WHAT TO WORK ON:
a – Does each statement below agree with the Split Git message? Answer yes or no for each and quote the words from the message that decide it.
(i) The message calls having two canonical Horde repositories for the same code confusing.
(ii) The message describes Gunnar's approach as fast.
(iii) The message says Gunnar's approach needs few resources.
b – Duplicate the Split Git message from "Zitat von Michael M" up to and including "others have suggested.".
c – Carry on the Split Git message from its last sentence.

[dev] Split Git

Jan Schneider jan at horde.org
Wed Nov 19 14:57:49 UTC 2014


Zitat von Michael M Slusarz <slusarz at horde.org>:

> Quoting Michael J Rubinsky <mrubinsk at horde.org>:
>
>> Quoting Jan Schneider <jan at horde.org>:
>>
>>> Zitat von Michael J Rubinsky <mrubinsk at horde.org>:
>>>
>>>> I've been slowly looking into options for development workflows  
>>>> after splitting our repo. I'm convinced we should use  
>>>> git-subtree, but not in the way I think others have suggested.
>>>>
>>>> Gunnar has written an article detailing the use of git-subtree as  
>>>> a way to keep BOTH the monolithic and split repos. There was a  
>>>> short mailing list discussion to go along with thisa. I don't  
>>>> think that this method will work; First of all, this will lead to  
>>>> two different canonical Horde repositories for the same code.  
>>>> That's confusing. Secondly, it is resource intensive. Gunnar's  
>>>> approach utilizes an interim repository that will do the actual  
>>>> split filtering and pushing, but it is s l o w. Third, and  
>>>> perhaps most important, is that published topic branches won't be  
>>>> portable between the two.

SUPPLIED INFORMATION:
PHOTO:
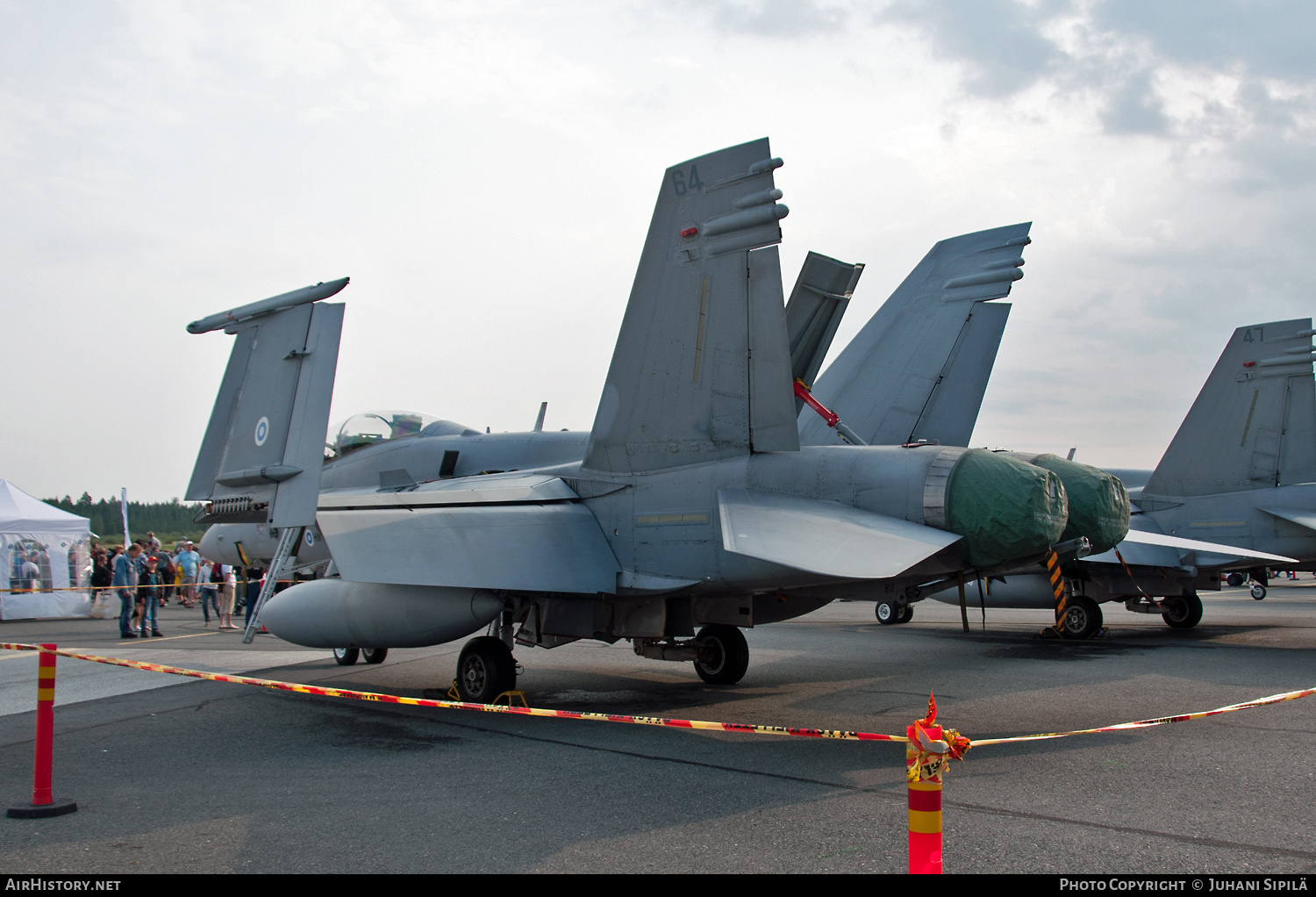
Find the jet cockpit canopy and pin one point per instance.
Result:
(373, 427)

TASK-BY-TASK ANSWERS:
a –
(i) Yes: "That's confusing."
(ii) No: "it is s l o w"
(iii) No: "it is resource intensive"

b –
Zitat von Michael M Slusarz <slusarz at horde.org>:

> Quoting Michael J Rubinsky <mrubinsk at horde.org>:
>
>> Quoting Jan Schneider <jan at horde.org>:
>>
>>> Zitat von Michael J Rubinsky <mrubinsk at horde.org>:
>>>
>>>> I've been slowly looking into options for development workflows  
>>>> after splitting our repo. I'm convinced we should use  
>>>> git-subtree, but not in the way I think others have suggested.

c –
>>>>
>>>> Assume the monolithic repo is being used for development - it is  
>>>> impossible to checkout a topic branch of one of the subtrees  
>>>> without git rm'ing the folder, then re adding the subtree's topic  
>>>> branch via git-subtree add. Even with squashing all the commits  
>>>> along the way, this is *messy*. The monolithic's history will be  
>>>> polluted with at least 2 merge commits everytime a branch is  
>>>> changed. Not to mention that the state of the upstream monolithic  
>>>> repository will be inconsistent. There is no telling what branch  
>>>> any of the subtrees are currently on. E.g., if I replace  
>>>> framework/component with a topic branch and the push the  
>>>> monolithic repository without replacing it with master again, the  
>>>> next person who pulls will get a monolithic repository with  
>>>> framework/component's code from the topic branch.
>>>>
>>>> I propose that we only provide our individual repositories  
>>>> publicly. Locally, however, we can utilize git-subtree to build a  
>>>> monolithic repository we can develop against. This repository  
>>>> remains local and is not expected to match the state of any other  
>>>> local repository. This allows us to continue developing with  
>>>> more-or-less the same workflow we utilize now, and utilizing  
>>>> things like our framework_install script (mostly) unchanged. The  
>>>> components script will probably need to be tweaked, since we will  
>>>> obviously be releasing from the discrete repositories.  Dealing  
>>>> with branch changes will still be messy, but the mess will be  
>>>> confined to the local repository and not pushed up to any public  
>>>> monolithic repository.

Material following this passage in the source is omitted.